Aim: Arrange all of the records below as a numbered list, leaving out any blank lines.

Dataset extract:
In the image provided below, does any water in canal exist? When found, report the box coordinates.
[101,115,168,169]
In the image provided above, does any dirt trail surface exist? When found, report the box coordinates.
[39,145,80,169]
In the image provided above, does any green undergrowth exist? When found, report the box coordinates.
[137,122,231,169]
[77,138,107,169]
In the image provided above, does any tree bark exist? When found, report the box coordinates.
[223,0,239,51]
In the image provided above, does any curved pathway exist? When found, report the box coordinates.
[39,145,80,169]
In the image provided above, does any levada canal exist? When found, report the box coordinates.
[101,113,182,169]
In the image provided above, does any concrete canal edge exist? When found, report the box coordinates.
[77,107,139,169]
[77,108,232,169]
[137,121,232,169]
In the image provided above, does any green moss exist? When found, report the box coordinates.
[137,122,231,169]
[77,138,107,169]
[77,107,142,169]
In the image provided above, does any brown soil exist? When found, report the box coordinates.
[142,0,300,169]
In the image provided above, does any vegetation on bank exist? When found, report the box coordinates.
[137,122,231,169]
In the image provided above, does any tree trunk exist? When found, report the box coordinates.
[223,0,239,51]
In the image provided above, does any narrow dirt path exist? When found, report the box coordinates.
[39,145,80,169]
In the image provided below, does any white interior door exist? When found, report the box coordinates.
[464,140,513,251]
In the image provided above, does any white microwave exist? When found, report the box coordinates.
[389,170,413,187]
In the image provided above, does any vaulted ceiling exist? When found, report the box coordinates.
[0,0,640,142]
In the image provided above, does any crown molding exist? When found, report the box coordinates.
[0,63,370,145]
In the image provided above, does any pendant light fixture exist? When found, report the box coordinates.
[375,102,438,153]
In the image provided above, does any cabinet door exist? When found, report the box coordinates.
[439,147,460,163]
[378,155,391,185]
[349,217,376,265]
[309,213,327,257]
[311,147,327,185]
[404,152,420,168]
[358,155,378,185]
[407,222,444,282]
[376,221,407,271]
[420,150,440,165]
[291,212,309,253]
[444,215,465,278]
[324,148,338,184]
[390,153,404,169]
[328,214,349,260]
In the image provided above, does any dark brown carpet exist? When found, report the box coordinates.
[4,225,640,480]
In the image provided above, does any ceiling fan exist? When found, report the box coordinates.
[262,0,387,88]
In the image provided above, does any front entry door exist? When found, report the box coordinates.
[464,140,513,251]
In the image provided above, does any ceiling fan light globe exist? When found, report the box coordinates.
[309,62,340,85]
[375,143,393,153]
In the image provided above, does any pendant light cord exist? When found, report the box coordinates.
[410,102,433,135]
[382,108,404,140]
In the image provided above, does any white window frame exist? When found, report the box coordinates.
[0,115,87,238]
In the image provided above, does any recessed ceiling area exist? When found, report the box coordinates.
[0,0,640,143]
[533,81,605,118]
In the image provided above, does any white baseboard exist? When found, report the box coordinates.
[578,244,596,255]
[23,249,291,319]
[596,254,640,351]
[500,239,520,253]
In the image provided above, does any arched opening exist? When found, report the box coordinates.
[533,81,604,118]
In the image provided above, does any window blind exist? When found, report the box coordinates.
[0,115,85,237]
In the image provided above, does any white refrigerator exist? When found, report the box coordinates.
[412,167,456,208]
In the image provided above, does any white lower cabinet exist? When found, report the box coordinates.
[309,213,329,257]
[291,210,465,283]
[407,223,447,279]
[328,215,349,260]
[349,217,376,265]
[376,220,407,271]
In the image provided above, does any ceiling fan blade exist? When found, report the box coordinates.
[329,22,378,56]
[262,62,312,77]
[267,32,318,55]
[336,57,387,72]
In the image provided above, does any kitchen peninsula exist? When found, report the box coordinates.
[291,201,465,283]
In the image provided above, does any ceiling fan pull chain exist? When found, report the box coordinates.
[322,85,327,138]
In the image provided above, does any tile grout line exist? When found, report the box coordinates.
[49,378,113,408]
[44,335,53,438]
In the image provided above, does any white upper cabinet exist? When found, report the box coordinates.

Solution to this problem:
1. In the image provided below, does any water in canal exist? When found, report the box coordinates.
2. [101,115,168,169]
3. In the image provided above, does any dirt trail surface exist? When found, report the box coordinates.
4. [39,145,80,169]
5. In the image provided above, does any green undergrowth exist? When found, report the box coordinates.
6. [137,122,231,169]
7. [77,138,107,169]
8. In the image provided above, does any tree bark exist? When found, report the box coordinates.
9. [223,0,239,51]
10. In the image provided above, does any curved pathway exist? When found, report the box coordinates.
11. [39,145,80,169]
12. In the image provided above, does any levada canal exist? When found, report the box coordinates.
13. [101,113,182,169]
14. In the image provided above, does any concrete canal edge exist? When found, report the box coordinates.
15. [77,107,139,169]
16. [77,108,232,169]
17. [137,121,232,169]
18. In the image provided above, does any green moss exist? When found, report the box coordinates.
19. [137,122,231,169]
20. [77,138,107,169]
21. [77,107,142,169]
22. In the image provided above, does any brown soil exist? When found, report the box coordinates.
23. [142,0,300,169]
24. In the image provided above, does any vegetation on bank exist? When found, report the box coordinates.
25. [137,122,231,169]
26. In the image provided above, does any tree trunk exist? When found, report the box coordinates.
27. [223,0,239,51]
28. In the image provided above, does any narrow dirt path exist? When found, report the box coordinates.
29. [39,145,80,169]
30. In the image provided below, does any white interior door exist? When found, report the box coordinates.
31. [464,140,513,251]
32. In the image provided above, does any white microwave exist? When found, report the box coordinates.
33. [389,170,413,187]
34. In the image provided above, does any vaulted ceiling exist? When found, report the box coordinates.
35. [0,0,640,142]
36. In the image provided above, does any crown molding exist? When found, report the box coordinates.
37. [0,63,370,145]
38. In the image provided above, does any pendant light fixture exist? When found, report the box coordinates.
39. [375,102,438,153]
40. In the image provided above, does any cabinet door exist? When found, report the box coordinates.
41. [439,147,460,163]
42. [378,155,391,185]
43. [349,217,376,265]
44. [309,213,327,257]
45. [311,147,327,185]
46. [404,152,420,168]
47. [358,155,378,185]
48. [407,222,444,282]
49. [376,221,407,271]
50. [420,150,440,165]
51. [291,212,309,253]
52. [444,215,465,278]
53. [324,148,338,184]
54. [390,153,404,169]
55. [328,214,349,260]
56. In the image provided above, does any dark brown carpet exist? When found, report the box coordinates.
57. [4,225,640,480]
58. In the image provided above, does any ceiling fan exist? When found, report the box coordinates.
59. [262,0,387,88]
60. In the image provided above, does any front entry door exist? When found, report the box coordinates.
61. [464,140,513,251]
62. In the image provided above, does any ceiling fan light globe exist? When found, report the box coordinates.
63. [309,62,340,85]
64. [375,143,393,153]
65. In the image provided above, does any pendant light cord exist? When found, report the box coordinates.
66. [410,102,433,135]
67. [382,108,404,140]
68. In the image provided above, does any white window frame exist? When found, report the box coordinates.
69. [0,115,87,238]
70. In the image provided above, does any recessed ceiling area exist? When found, report the box coordinates.
71. [0,0,640,143]
72. [533,81,605,118]
73. In the image provided above, does any white baseboard exist? When found, report the box coordinates.
74. [578,244,596,255]
75. [23,249,291,319]
76. [596,254,640,351]
77. [500,239,520,253]
78. In the image provided above, does any arched opening exist? When found, report the box coordinates.
79. [533,81,604,118]
80. In the image provided above, does any window blind exist? When found, report the box coordinates.
81. [0,115,85,237]
82. In the image provided above, does any white refrigerator exist? When found, report the box coordinates.
83. [412,167,456,208]
84. In the image provided above, does any white lower cabinet exist? When found, report the box coordinates.
85. [309,213,329,257]
86. [291,210,465,283]
87. [407,223,447,279]
88. [328,215,349,260]
89. [349,217,376,265]
90. [376,220,407,271]
91. In the image provided above, does any ceiling fan blade exist? When found, report the box coordinates.
92. [329,22,378,56]
93. [262,62,312,77]
94. [267,32,318,55]
95. [336,57,387,72]
96. In the image provided above, does any kitchen peninsula exist? When found, report the box coordinates.
97. [291,201,465,283]
98. In the image provided above, does any ceiling fan pull chain exist? When found, report the box coordinates.
99. [322,85,327,138]
100. In the image provided above, does any tile grout line exist? When found, report the box coordinates.
101. [49,378,113,408]
102. [44,335,53,438]
103. In the image provided above, does any white upper cabinet exist? When found, report the box coordinates.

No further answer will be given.